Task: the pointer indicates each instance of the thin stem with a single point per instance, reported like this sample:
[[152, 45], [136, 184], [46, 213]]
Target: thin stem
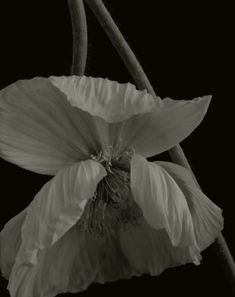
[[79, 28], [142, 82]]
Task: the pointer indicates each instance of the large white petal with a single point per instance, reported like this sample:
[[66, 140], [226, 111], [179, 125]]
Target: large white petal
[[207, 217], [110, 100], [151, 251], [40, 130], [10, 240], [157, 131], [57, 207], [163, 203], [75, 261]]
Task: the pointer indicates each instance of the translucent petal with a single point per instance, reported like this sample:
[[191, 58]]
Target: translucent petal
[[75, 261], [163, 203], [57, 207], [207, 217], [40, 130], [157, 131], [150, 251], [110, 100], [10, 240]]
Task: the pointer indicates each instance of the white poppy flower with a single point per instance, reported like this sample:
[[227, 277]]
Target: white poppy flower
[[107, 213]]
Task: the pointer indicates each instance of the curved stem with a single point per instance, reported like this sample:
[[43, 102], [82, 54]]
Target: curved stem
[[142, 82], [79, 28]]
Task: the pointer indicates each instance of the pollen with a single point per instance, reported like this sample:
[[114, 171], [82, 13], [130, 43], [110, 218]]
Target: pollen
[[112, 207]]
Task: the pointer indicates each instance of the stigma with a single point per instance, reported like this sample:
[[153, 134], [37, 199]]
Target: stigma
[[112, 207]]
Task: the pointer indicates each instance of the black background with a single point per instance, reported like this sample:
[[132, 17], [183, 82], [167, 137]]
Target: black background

============

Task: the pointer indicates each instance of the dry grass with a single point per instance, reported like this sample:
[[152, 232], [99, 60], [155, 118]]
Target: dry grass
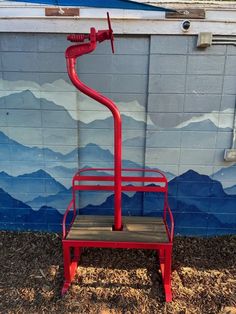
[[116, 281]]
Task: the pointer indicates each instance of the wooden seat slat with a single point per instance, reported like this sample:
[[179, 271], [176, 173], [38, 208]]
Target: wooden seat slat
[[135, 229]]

============

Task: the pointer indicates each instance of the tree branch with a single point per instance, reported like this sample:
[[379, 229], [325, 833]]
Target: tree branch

============

→ **ACTION ITEM**
From the records above, extract exactly and only the lines that begin at the line with "Task: the pointer indicates each instance of the black" and stop after the line with "Target: black background".

→ **EXERCISE RESULT**
Task: the pointer indicates each instance of the black background with a single point per instance, reported like this sample:
[[132, 17], [183, 82], [167, 137]]
Target: black background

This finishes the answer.